═════ Data section ═════
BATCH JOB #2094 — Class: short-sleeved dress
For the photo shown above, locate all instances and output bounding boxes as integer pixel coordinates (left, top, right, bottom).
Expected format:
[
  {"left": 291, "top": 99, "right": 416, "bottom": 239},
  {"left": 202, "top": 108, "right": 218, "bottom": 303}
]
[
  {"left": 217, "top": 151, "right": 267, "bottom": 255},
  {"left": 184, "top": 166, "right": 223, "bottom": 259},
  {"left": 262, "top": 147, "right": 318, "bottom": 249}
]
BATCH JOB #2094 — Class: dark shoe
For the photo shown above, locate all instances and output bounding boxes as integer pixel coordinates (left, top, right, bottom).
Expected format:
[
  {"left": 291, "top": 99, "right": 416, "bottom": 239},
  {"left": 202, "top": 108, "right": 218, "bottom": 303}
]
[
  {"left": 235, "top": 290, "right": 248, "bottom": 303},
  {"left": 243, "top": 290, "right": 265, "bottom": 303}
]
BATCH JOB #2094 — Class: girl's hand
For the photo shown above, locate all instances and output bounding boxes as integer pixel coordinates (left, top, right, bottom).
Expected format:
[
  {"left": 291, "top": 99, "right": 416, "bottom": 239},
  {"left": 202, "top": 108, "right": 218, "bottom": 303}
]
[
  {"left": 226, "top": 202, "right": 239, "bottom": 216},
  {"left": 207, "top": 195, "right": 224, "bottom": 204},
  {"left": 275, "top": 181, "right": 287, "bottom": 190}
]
═════
[Task details] What is needed is a word-for-word copy of all the records above.

[Written answer]
BATCH JOB #2094 — Class: short-sleeved dress
For the photo shown above, locate all instances and output bounding boxes as integer pixel coordinates (left, top, right, bottom).
Expected format:
[
  {"left": 291, "top": 99, "right": 416, "bottom": 239},
  {"left": 202, "top": 108, "right": 218, "bottom": 303}
]
[
  {"left": 217, "top": 151, "right": 267, "bottom": 255},
  {"left": 184, "top": 166, "right": 223, "bottom": 259},
  {"left": 262, "top": 147, "right": 318, "bottom": 249}
]
BATCH JOB #2094 — Class: dark shoe
For the photo shown above, locate all instances and output bounding boxes as integer pixel coordinates (left, top, right, bottom).
Expected format:
[
  {"left": 291, "top": 99, "right": 416, "bottom": 239},
  {"left": 202, "top": 108, "right": 218, "bottom": 303}
]
[
  {"left": 235, "top": 290, "right": 248, "bottom": 303},
  {"left": 243, "top": 290, "right": 265, "bottom": 303}
]
BATCH JOB #2094 — Class: girl's hand
For the photo shown above, locate all instances and output bounding boxes as integer pixel coordinates (left, top, right, bottom).
Expected format:
[
  {"left": 291, "top": 99, "right": 416, "bottom": 239},
  {"left": 202, "top": 108, "right": 218, "bottom": 303}
]
[
  {"left": 226, "top": 202, "right": 239, "bottom": 216},
  {"left": 207, "top": 195, "right": 224, "bottom": 204},
  {"left": 275, "top": 181, "right": 287, "bottom": 190}
]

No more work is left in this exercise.